ASSIGNMENT:
In the speech on softwood lumber below, copy word for word the passage that begins with "I heard a member" and ends after "and rightly so.".

EXTRACT TO READ:
[Start of section]
I find this situation highly degrading for a number of people, particularly those in British Columbia because they are who was referred to when the parliamentary secretary stood in the House and called them nervous nellies. They are losing their homes. They are losing their trucks. I find it quite exceptional that someone could even conceive of standing in the House to say “quit acting like nervous nellies”.
We have to come to some kind of agreement. We cannot stay on this route with the Americans. In my own opinion, and only my own opinion, it is time the government got tough. It is time the government got tough on these issues. The Americans depend upon us and we depend upon them. It is that simple. There is nothing wrong with bargaining hard, the same as they have been doing with us. We can do it. All we need to have is the will from the government. In my opinion there is nothing wrong with using linkage, if that is what it takes to resolve the issue.
I heard a member from the other side of the House say, and quite rightly so, that since September 11 nobody wants to take a hard line with the United States. I do. I will say that right now on this issue. The Americans are wrong. It is a small interest group that has driven this agenda to where it is now. The Americans are right in some respects. Their foremost interest right now is the security of their nation. That is one way in which they are right, for those on the other side of the House who wanted me to name one. Their primary interest is the security of their nation and rightly so.
If somehow we could loosen up those concerns, and they have come to us on a number of these issues, we would then be able to free up some of the senators who we know are sympathetic to the issue we have here regarding softwood lumber and we would be able to have them pay more attention to what is going on in this industry, because we do have support on the issue in their senate and their congress. We have consumer support in the States. There is overriding support from consumers to get rid of these countervailing duties on our lumber. They should not be there.
[End of section]
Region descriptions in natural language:
[Start of section]
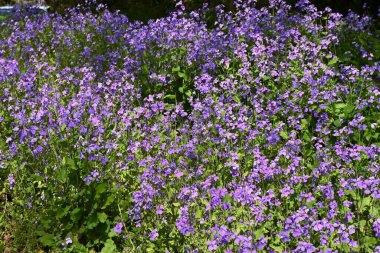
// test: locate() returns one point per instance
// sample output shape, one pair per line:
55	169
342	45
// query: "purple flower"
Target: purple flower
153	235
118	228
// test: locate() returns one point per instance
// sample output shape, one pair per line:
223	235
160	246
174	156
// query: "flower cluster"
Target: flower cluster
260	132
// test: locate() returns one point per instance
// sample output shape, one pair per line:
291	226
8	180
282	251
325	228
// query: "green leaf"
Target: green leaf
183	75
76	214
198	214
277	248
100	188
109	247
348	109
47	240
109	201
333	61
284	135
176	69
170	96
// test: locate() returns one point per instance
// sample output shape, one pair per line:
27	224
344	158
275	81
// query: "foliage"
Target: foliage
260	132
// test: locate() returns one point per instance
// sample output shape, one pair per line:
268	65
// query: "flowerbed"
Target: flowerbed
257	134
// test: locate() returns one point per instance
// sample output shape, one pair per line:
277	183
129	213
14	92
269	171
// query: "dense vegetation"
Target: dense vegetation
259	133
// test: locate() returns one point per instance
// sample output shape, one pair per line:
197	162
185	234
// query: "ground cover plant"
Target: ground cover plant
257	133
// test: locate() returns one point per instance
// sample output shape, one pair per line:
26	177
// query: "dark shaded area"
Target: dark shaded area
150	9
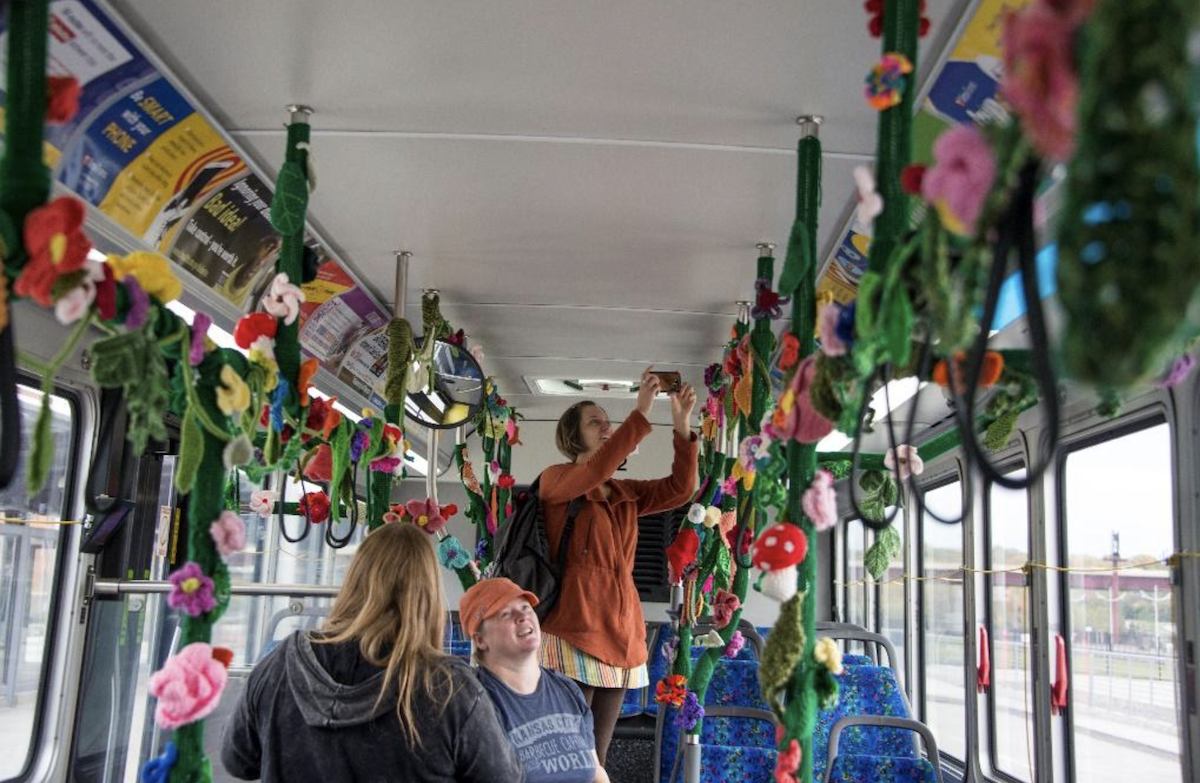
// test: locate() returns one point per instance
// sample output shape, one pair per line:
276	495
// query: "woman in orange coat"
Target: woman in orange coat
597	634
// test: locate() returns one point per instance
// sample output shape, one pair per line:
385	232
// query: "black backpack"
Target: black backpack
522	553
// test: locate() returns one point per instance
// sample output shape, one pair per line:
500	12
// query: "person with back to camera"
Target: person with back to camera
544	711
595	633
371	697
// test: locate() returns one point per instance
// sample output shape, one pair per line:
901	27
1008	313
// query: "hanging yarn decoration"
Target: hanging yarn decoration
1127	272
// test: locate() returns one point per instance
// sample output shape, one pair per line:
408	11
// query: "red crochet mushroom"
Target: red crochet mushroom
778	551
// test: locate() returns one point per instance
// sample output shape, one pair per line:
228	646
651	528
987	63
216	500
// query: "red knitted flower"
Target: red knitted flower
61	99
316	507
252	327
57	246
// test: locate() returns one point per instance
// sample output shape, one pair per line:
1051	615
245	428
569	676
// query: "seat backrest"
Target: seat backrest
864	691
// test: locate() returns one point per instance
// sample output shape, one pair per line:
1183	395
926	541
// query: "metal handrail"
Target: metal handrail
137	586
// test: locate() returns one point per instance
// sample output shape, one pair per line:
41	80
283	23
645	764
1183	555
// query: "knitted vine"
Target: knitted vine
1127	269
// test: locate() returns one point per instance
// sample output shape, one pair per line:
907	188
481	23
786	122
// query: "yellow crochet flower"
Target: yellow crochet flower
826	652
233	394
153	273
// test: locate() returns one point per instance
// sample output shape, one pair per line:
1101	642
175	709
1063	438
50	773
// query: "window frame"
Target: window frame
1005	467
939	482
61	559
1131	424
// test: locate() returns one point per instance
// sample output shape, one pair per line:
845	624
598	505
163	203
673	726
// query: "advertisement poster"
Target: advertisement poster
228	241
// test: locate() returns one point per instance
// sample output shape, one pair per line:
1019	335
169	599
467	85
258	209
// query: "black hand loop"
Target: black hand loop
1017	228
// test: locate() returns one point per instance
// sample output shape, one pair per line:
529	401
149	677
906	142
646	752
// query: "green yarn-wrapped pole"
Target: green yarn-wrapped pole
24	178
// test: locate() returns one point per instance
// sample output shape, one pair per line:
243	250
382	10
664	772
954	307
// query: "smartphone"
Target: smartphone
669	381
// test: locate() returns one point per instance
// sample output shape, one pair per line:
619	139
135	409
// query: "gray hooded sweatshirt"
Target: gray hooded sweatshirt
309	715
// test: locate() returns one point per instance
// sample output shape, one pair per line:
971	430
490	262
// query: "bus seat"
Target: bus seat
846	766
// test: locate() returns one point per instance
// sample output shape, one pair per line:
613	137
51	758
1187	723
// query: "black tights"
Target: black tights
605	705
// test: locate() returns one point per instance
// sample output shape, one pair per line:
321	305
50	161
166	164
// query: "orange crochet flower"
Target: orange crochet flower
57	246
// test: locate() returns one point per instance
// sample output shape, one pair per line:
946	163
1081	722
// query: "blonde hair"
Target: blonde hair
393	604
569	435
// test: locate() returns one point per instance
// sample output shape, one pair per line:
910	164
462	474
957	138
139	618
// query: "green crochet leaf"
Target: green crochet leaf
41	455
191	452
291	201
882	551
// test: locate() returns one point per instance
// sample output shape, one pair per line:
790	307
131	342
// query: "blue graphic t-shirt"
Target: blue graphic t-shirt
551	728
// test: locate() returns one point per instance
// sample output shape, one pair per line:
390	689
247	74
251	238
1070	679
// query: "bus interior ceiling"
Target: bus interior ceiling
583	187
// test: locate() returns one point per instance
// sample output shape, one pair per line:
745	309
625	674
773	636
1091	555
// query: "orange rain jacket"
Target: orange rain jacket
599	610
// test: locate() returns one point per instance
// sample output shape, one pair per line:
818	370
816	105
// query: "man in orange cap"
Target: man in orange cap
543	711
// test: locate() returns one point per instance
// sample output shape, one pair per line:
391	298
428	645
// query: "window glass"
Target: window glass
[End of section]
YOUR SOLUTION:
I heard a member from the other side of the House say, and quite rightly so, that since September 11 nobody wants to take a hard line with the United States. I do. I will say that right now on this issue. The Americans are wrong. It is a small interest group that has driven this agenda to where it is now. The Americans are right in some respects. Their foremost interest right now is the security of their nation. That is one way in which they are right, for those on the other side of the House who wanted me to name one. Their primary interest is the security of their nation and rightly so.